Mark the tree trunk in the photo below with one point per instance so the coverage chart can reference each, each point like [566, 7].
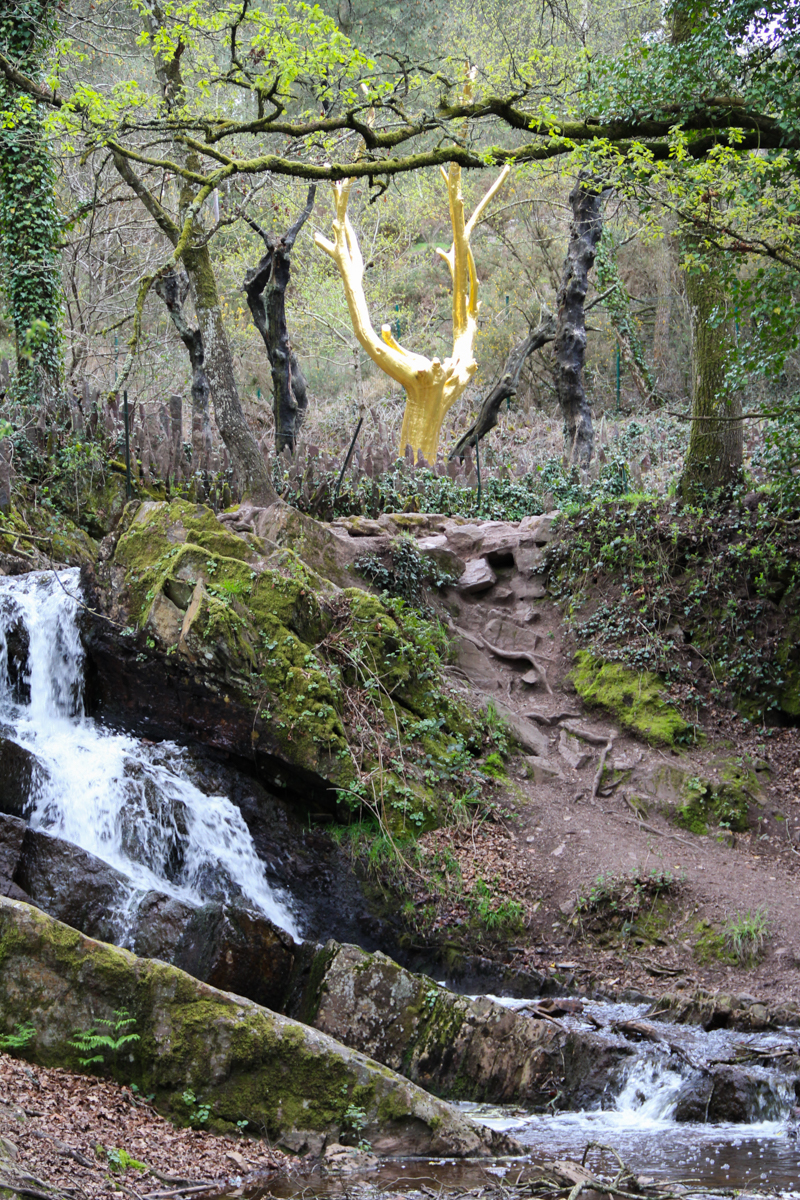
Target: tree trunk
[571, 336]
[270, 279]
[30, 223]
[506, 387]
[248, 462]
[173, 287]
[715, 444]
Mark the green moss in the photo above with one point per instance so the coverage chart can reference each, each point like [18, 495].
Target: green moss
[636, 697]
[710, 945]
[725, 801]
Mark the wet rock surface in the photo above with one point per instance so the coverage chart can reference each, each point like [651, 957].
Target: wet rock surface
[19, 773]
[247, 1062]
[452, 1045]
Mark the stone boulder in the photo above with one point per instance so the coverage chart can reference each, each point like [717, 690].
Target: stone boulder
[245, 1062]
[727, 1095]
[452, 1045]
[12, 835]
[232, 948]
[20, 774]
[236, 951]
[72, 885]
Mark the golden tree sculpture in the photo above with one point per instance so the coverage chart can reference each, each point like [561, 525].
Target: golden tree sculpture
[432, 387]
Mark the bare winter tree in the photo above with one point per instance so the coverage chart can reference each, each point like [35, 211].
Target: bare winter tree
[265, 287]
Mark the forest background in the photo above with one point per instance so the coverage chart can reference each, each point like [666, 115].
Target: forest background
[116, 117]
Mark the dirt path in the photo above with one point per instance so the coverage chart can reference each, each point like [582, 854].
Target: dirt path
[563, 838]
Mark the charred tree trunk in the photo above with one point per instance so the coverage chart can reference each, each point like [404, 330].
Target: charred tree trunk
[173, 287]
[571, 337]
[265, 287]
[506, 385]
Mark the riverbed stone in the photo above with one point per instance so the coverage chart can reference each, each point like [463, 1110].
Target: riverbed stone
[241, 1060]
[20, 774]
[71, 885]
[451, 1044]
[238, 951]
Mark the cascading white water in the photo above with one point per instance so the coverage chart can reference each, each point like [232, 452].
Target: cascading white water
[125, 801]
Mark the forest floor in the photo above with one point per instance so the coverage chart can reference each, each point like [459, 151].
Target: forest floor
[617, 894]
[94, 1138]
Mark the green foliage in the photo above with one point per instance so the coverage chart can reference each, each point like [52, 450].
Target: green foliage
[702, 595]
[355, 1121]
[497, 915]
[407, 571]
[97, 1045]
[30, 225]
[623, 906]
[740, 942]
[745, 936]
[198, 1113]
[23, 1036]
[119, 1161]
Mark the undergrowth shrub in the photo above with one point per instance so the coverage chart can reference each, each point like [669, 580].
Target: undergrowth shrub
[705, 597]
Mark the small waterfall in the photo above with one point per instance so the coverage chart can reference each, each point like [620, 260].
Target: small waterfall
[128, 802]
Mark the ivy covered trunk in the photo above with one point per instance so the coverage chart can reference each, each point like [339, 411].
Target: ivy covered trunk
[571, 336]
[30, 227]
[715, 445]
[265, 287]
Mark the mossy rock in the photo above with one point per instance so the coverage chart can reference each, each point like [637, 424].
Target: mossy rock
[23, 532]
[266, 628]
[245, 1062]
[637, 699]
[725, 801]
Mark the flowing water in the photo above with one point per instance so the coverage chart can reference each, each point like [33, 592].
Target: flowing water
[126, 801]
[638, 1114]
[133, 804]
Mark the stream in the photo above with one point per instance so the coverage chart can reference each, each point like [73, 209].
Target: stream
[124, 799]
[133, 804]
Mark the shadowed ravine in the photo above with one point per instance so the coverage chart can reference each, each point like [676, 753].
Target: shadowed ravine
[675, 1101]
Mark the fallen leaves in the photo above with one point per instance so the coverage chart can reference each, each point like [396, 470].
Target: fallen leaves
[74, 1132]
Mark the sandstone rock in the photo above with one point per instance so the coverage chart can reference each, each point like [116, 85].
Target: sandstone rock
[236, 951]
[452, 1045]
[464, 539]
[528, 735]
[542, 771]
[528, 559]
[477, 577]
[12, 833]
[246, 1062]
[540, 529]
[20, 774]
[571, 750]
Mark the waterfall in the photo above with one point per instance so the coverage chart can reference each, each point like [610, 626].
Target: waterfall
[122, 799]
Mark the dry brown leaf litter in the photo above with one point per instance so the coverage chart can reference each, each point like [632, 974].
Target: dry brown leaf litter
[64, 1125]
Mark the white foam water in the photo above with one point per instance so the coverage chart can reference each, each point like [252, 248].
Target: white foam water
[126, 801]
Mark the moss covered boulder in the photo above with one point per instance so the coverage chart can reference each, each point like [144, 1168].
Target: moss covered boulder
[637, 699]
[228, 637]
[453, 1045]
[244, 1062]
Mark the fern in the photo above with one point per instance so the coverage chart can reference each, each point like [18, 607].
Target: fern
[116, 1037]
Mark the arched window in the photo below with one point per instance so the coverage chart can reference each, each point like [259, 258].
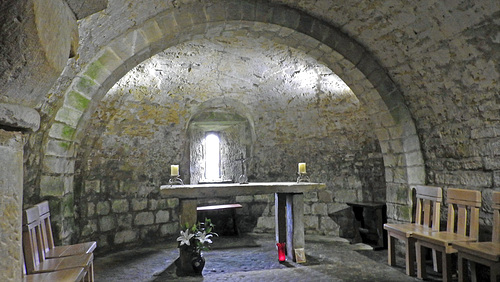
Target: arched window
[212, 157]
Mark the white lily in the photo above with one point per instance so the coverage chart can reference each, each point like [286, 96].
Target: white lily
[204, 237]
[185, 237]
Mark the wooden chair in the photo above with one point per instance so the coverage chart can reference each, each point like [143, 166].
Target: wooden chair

Stated goal: Starting at the line that contains "Mark the dry" and continuing through the end of the material, output each line as a row of a Markdown table with the columns Row and Line, skipping blank lines and leaving out the pictures.

Answer in full:
| Row | Line |
|---|---|
| 1 | Mark the dry brown leaf litter in the photo above with one point per instance so the coverage chart can reference each, each point like [632, 974]. |
| 2 | Target: dry brown leaf litter |
| 3 | [64, 1125] |
| 4 | Mark the white foam water in the photo above with one point per instance so the coverage chart can reference each, each point like [252, 248]. |
| 5 | Target: white foam water |
| 6 | [126, 801] |
| 7 | Mark the moss covered boulder in the photo above with one point per instance so the coverage chart can reference each, each point like [144, 1168]. |
| 8 | Target: moss covered boulder |
| 9 | [637, 699] |
| 10 | [228, 637] |
| 11 | [453, 1045] |
| 12 | [244, 1062] |
| 13 | Mark the fern in the photo above with one point per instance so the coverage chart can reference each, each point like [18, 607]. |
| 14 | Target: fern |
| 15 | [116, 1037] |
| 16 | Mark the arched window in the photo below with one point per instance so the coverage chart can reference each, each point like [259, 258]. |
| 17 | Target: arched window |
| 18 | [212, 157] |
| 19 | Mark the white lily in the photo above with one point per instance so the coverage chart can reference each, each point like [286, 96]. |
| 20 | Target: white lily |
| 21 | [204, 237] |
| 22 | [185, 237] |
| 23 | Mark the wooden chair in the photo above with one point per instance so the coverage chart can reference each, each point like [143, 166]. |
| 24 | Target: wooden chair |